Transcribe each of the records below exactly, excluding all pictures.

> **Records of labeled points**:

>>>>

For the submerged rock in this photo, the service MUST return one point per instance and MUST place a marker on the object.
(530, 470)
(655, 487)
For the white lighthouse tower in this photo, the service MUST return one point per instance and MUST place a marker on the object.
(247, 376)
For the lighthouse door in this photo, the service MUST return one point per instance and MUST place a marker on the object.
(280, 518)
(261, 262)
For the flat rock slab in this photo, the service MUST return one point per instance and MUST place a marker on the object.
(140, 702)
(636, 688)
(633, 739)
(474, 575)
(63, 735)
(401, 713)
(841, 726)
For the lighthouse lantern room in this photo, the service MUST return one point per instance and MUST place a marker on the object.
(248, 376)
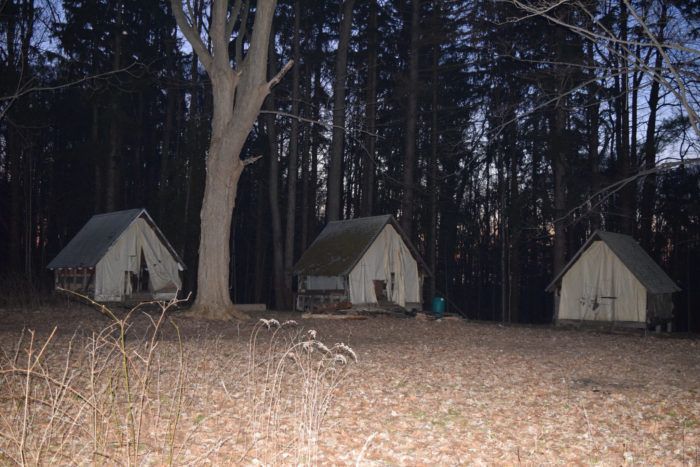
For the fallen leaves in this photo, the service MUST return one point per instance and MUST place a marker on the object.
(426, 393)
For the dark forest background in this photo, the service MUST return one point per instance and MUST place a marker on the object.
(483, 134)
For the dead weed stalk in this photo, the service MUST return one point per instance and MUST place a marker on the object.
(292, 380)
(101, 403)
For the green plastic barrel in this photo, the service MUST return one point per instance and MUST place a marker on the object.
(438, 307)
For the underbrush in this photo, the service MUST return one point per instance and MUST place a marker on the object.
(125, 396)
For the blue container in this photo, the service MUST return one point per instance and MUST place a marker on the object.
(438, 307)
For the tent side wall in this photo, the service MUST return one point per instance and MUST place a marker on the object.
(599, 287)
(124, 256)
(388, 255)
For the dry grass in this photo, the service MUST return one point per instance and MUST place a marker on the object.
(422, 393)
(122, 394)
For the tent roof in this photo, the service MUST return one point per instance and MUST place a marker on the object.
(633, 256)
(341, 245)
(91, 243)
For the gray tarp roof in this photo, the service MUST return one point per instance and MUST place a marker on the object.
(91, 243)
(341, 244)
(632, 255)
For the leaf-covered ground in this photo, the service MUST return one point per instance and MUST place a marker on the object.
(435, 393)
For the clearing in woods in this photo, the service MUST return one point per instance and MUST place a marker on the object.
(421, 392)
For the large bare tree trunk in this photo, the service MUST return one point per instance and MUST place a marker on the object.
(293, 163)
(627, 194)
(649, 187)
(411, 124)
(335, 172)
(238, 95)
(113, 155)
(431, 243)
(275, 216)
(371, 109)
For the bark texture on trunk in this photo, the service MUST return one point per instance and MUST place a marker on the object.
(335, 172)
(371, 109)
(649, 187)
(411, 124)
(238, 95)
(293, 163)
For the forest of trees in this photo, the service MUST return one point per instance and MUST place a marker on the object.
(495, 133)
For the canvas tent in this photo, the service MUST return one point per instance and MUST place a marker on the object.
(119, 256)
(612, 279)
(367, 260)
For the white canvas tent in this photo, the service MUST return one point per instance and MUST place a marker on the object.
(612, 279)
(363, 261)
(119, 256)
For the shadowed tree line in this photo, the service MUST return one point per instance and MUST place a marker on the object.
(487, 132)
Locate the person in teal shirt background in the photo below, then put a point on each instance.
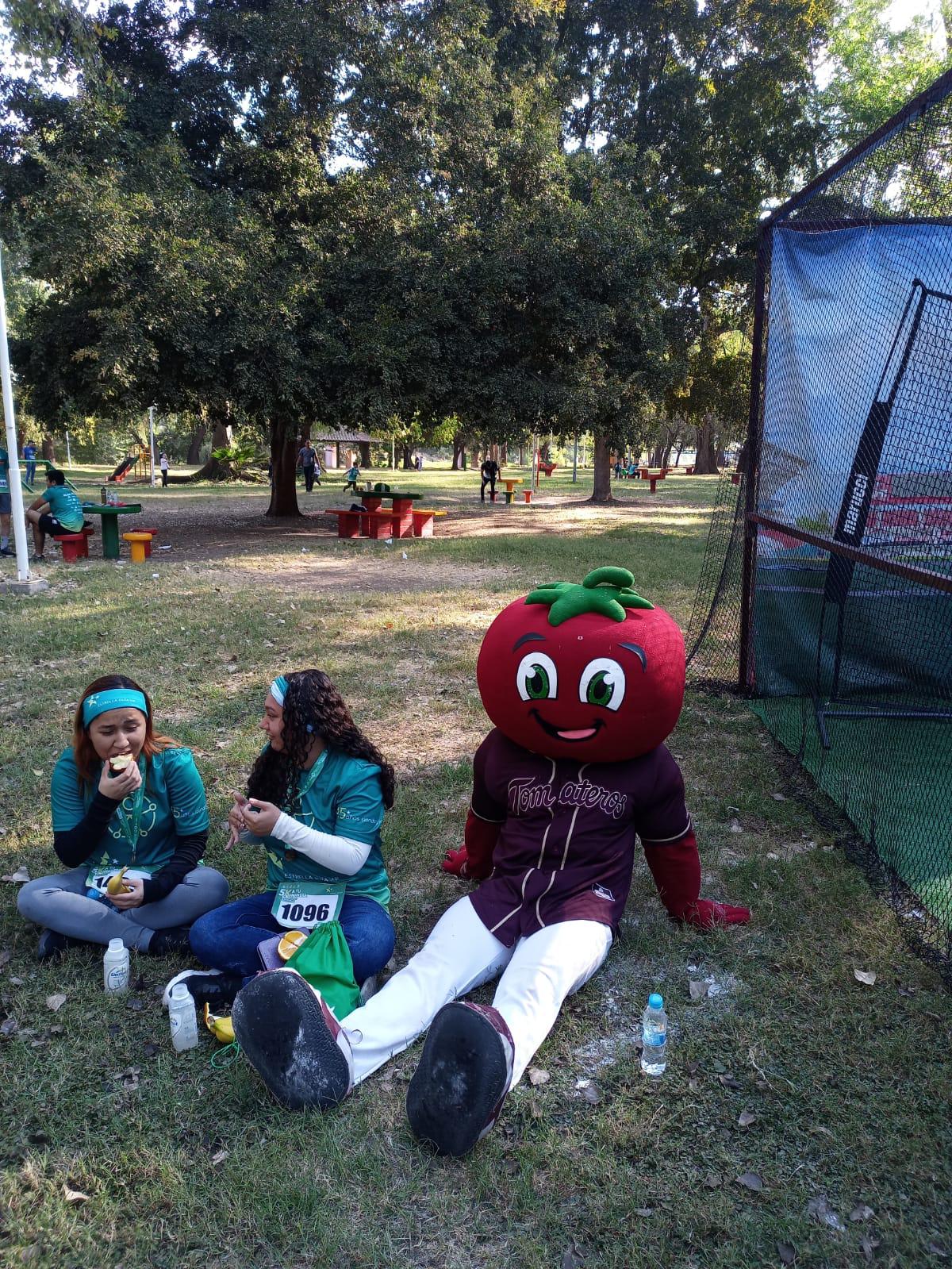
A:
(4, 503)
(149, 817)
(57, 510)
(317, 801)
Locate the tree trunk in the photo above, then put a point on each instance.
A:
(602, 462)
(222, 438)
(283, 471)
(194, 446)
(706, 460)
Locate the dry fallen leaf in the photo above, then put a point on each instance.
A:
(573, 1256)
(824, 1215)
(750, 1180)
(869, 1247)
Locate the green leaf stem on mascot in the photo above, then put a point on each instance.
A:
(583, 683)
(592, 673)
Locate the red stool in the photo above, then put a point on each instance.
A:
(75, 546)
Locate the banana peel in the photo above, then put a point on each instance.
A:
(116, 885)
(220, 1027)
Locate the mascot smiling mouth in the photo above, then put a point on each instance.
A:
(577, 734)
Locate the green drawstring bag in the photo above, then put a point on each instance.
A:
(324, 959)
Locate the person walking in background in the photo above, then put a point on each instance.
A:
(29, 457)
(6, 503)
(308, 460)
(489, 474)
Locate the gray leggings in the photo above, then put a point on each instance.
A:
(59, 902)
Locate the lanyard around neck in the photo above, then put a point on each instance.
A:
(310, 777)
(130, 826)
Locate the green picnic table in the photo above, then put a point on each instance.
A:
(111, 523)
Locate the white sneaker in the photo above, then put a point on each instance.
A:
(181, 978)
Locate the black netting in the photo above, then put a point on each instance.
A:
(827, 591)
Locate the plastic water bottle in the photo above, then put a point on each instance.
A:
(182, 1018)
(654, 1036)
(116, 968)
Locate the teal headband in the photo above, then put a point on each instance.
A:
(116, 698)
(278, 688)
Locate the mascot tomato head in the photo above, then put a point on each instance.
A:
(592, 671)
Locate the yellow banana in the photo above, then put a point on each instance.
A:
(220, 1027)
(116, 885)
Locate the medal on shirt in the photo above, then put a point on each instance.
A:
(131, 821)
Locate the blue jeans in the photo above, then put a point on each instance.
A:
(228, 936)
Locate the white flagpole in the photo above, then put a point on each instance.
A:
(19, 523)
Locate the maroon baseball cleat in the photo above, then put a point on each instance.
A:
(466, 1067)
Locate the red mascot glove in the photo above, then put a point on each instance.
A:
(474, 858)
(677, 871)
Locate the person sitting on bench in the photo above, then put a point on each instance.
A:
(57, 510)
(489, 474)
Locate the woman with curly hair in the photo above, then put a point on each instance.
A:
(125, 800)
(317, 801)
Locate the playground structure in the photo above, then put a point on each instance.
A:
(133, 468)
(827, 590)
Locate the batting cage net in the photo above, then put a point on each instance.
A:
(827, 590)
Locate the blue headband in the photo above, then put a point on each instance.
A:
(116, 698)
(278, 688)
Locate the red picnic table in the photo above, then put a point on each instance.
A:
(653, 476)
(400, 514)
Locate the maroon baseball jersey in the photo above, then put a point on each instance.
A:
(566, 847)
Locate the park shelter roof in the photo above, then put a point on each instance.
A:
(347, 438)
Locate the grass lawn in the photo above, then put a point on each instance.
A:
(847, 1159)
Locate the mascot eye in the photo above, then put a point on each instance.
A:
(602, 684)
(537, 678)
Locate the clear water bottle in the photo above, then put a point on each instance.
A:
(182, 1018)
(116, 968)
(654, 1036)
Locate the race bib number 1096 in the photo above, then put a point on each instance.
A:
(304, 905)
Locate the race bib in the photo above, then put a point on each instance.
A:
(300, 905)
(99, 877)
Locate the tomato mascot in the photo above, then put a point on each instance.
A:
(583, 683)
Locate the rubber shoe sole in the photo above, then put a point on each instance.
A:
(460, 1082)
(281, 1028)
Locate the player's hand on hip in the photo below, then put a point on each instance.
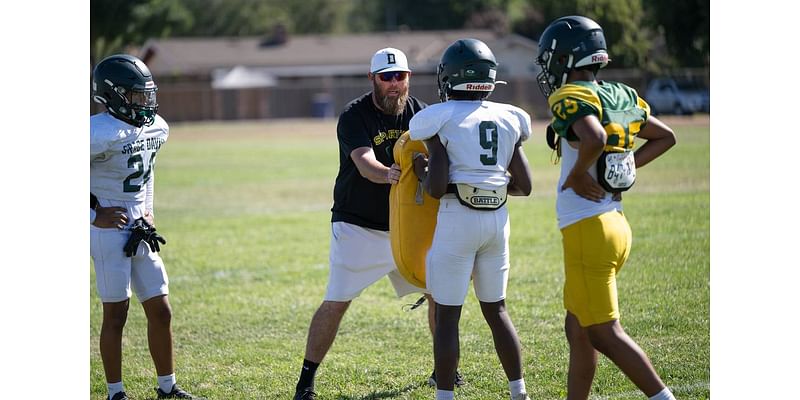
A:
(110, 217)
(393, 174)
(585, 186)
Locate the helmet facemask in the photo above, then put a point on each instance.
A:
(125, 86)
(138, 105)
(468, 67)
(567, 44)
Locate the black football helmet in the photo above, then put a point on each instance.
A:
(125, 85)
(467, 65)
(568, 43)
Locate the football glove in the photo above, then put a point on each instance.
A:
(141, 230)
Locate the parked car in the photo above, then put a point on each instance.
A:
(676, 96)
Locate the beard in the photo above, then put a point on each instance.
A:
(390, 105)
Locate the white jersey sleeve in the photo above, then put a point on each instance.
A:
(122, 158)
(426, 123)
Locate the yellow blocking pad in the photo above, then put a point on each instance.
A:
(412, 214)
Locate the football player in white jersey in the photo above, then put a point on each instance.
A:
(476, 160)
(124, 245)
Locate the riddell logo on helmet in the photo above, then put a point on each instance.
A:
(479, 86)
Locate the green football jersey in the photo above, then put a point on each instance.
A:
(618, 107)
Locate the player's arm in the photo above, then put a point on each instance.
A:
(370, 168)
(148, 200)
(438, 176)
(590, 144)
(660, 138)
(520, 184)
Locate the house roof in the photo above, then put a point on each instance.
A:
(313, 55)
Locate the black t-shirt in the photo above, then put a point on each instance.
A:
(357, 200)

<<<<

> **TASK ANSWER**:
For the submerged rock in this photo, the service MUST return one point per instance and MUST place a marker on the object.
(530, 470)
(655, 487)
For the white lighthouse tower in this photo, the service MUST return one point per instance and MUST place a marker on the object.
(247, 376)
For the lighthouse door in this photo, the service MUST return one point per instance and MUST place a marker on the object.
(280, 518)
(261, 262)
For the flat rock slab in this photo, the service MUST return one point per instance and MUST place a marker on the object.
(140, 702)
(636, 688)
(633, 739)
(474, 575)
(63, 735)
(401, 713)
(841, 726)
For the lighthouse lantern room in this photo, the service MUST return one point per instance and MUST place a marker on the object.
(248, 376)
For the fallen leaves in this photo, the service MUST return one point per instance and MUST place a marker on the object.
(426, 393)
For the dark forest background in this photo, the service MUST return one point per instance and MUST place a marker on the object.
(483, 134)
For the dead weed stalk in this photo, the service MUST return one point per instance and MUST place a marker on the object.
(292, 380)
(101, 403)
For the green plastic barrel in this photo, the service MUST return one point per instance and MUST place a marker on the object.
(438, 307)
For the underbrush in this photo, the service MUST return one point per instance and MUST place a marker on the object.
(125, 396)
For the blue container in this photo, the service MUST return one point per instance and MUST place a marker on the object.
(438, 307)
For the tent side wall in this photo, the service MUST return one point per instance and MUST place a marker on the object.
(599, 287)
(124, 256)
(388, 255)
For the dry grass in this photo, the service MUST return one point per instance and MUST place a marker on the object.
(422, 393)
(122, 394)
For the tent roof in this photo, the service MUST return one point per instance and MUST place a marker on the object.
(633, 256)
(341, 245)
(91, 243)
For the gray tarp roof in this photo, the service MUST return one point per instance and MUST place a marker on the object.
(91, 243)
(341, 244)
(632, 255)
For the leaf-covered ground in this photo, the service MUST return one point per instance and MUST place a marker on the object.
(435, 393)
For the clearing in woods in this photo, the service MUST return one point per instance and MUST place a marker on the object.
(421, 392)
For the large bare tree trunk in this photo, the service MUST return one point per instance and MUST place a marker on the object.
(293, 163)
(627, 194)
(649, 187)
(411, 124)
(335, 172)
(238, 95)
(113, 155)
(431, 243)
(275, 216)
(371, 109)
For the bark texture on trunk in this photo, the service MUST return one point per instance and MUST place a marker on the object.
(335, 172)
(371, 109)
(649, 187)
(411, 124)
(238, 95)
(293, 163)
For the forest of trees in this photo, the service MUST return one point per instance and MUST place a marker on the object.
(495, 133)
For the canvas tent in this photo, the service MUST return one point per instance and MUST place a marker on the object.
(119, 256)
(612, 279)
(367, 260)
For the white canvas tent in this photo, the service MUST return one point per instance and MUST place a marker on the object.
(612, 279)
(363, 261)
(119, 256)
For the shadowed tree line in this photo, the service MUST return one point per instance and MUST place a marker on the object.
(487, 132)
Locate the person in teal shirt background in the photo below, then put a point on each instance.
A:
(4, 503)
(149, 817)
(57, 510)
(317, 801)
Locate the tree trunk in the photo above, then put a point on each instance.
A:
(602, 462)
(222, 438)
(283, 471)
(194, 446)
(706, 460)
Locate the dry fallen leaf in the photo above, then put a point on each instance.
A:
(573, 1256)
(824, 1215)
(750, 1180)
(869, 1247)
Locate the green leaf stem on mascot in the photo above, then put a point on each instance.
A:
(583, 683)
(592, 673)
Locate the red stool in the photo above, then put a point on each instance.
A:
(75, 546)
Locate the banana peel in the photo above, then put a point on each instance.
A:
(116, 885)
(220, 1027)
Locate the mascot smiling mouth in the photo above, then put a point on each instance.
A:
(577, 734)
Locate the green drawstring bag in the photo above, then put a point on each instance.
A:
(324, 959)
Locate the person walking in background in the photo above, then put a point on each instance.
A:
(29, 457)
(6, 503)
(308, 460)
(489, 474)
Locate the gray leggings in the photo above, then put a point on each instance.
A:
(59, 902)
Locate the lanyard around neck in the photo above, then put a point on each instance.
A:
(310, 777)
(130, 826)
Locate the green picnic table in the photo above, then put a point on each instance.
A:
(111, 523)
Locate the white sneaker in the photo above, then put a point on each instance.
A:
(181, 978)
Locate the black netting in the photo above, then put a point on each instance.
A:
(827, 591)
Locate the plastic water bottle in the photo above, then put a point on each instance.
A:
(182, 1018)
(654, 1036)
(116, 968)
Locate the teal headband in the photo above, then put a point on each instance.
A:
(116, 698)
(278, 688)
Locate the mascot tomato head in the photo above, then put a point on each instance.
A:
(592, 671)
Locate the yellow banana in the photo above, then put a point on each instance.
A:
(220, 1027)
(116, 885)
Locate the medal on shirt in the photo above, then put a point on each instance.
A:
(131, 821)
Locate the blue jeans in the photo above, then put a point on each instance.
A:
(228, 936)
Locate the white flagpole in the photo above, then put a point on each instance.
A:
(19, 523)
Locate the maroon baseball cleat in the photo above, then put a point on each instance.
A:
(466, 1067)
Locate the red mascot glove in the photo above, then put a point on each instance.
A:
(474, 858)
(677, 871)
Locate the person sitting on bench in the photo above, then put a point on each instance.
A:
(57, 510)
(489, 474)
Locate the woman with curly hair in the photo above, then put a point on each instance.
A:
(125, 800)
(317, 801)
Locate the playground structure in the photo above, then put a point on each instance.
A:
(133, 468)
(827, 590)
Locate the batting cage net in the photo above, then put a point on each instance.
A:
(827, 590)
Locate the blue headband in the photo above, then put a point on each instance.
A:
(116, 698)
(278, 688)
Locate the red picnic table in the photo above, then put a point on each instance.
A:
(653, 476)
(400, 514)
Locate the maroon baseball jersey in the photo above, then put a point on each instance.
A:
(566, 847)
Locate the park shelter roof in the photo above, then put a point on each instance.
A:
(347, 438)
Locate the grass lawn in the photo above, then put a point on each instance.
A:
(847, 1159)
Locate the mascot eye in the photo above, then put a point on each instance.
A:
(602, 684)
(537, 678)
Locate the clear water bottle in the photo above, then put a point on each instance.
A:
(182, 1018)
(116, 968)
(654, 1036)
Locate the race bib number 1096 in the photo above, then put a point on each instance.
A:
(304, 905)
Locate the race bib in the photo above, then put a point on each instance.
A:
(300, 905)
(99, 877)
Locate the tomato mascot in the photo above, then put a point on each instance.
A:
(583, 683)
Locate the rubber shoe sole in the photo above, then put a point on each instance.
A:
(460, 1082)
(281, 1028)
Locate the player's hand on hip in the photo below, then put a point on each instance.
A:
(110, 217)
(393, 174)
(585, 186)
Locate the helmet facemask in the photo above, then put a point on each instance.
A:
(125, 86)
(138, 105)
(468, 67)
(567, 44)
Locate the black football helmet in the photo above, then put a point on each instance.
A:
(125, 85)
(467, 65)
(568, 43)
Locate the football glove in the photo above, then put a point on each instance.
A:
(141, 230)
Locate the parked car in the photo above, then put a point on each instance.
A:
(676, 96)
Locate the beard in the photo above, then put a point on each instance.
A:
(390, 105)
Locate the white jersey sleeve in the photo above, then put a point on each instance.
A:
(122, 158)
(426, 123)
Locate the yellow blocking pad in the photo above, then put a point on each instance.
A:
(412, 214)
Locate the football player in white jersey in the photo above, then put a point on each instance.
A:
(476, 160)
(124, 245)
Locate the riddell logo on helmet in the photo above, then put a point on each instance.
A:
(479, 86)
Locate the green football jersey in the photo above, then put a point on each instance.
A:
(618, 107)
Locate the player's arm in the photo above, then put a point on each instance.
A:
(370, 168)
(148, 200)
(438, 176)
(590, 144)
(660, 138)
(520, 184)
Locate the house roof in the photo above, then put a point on each instance.
A:
(313, 55)
Locate the black t-shirt in the photo above, then put a point on each instance.
A:
(357, 200)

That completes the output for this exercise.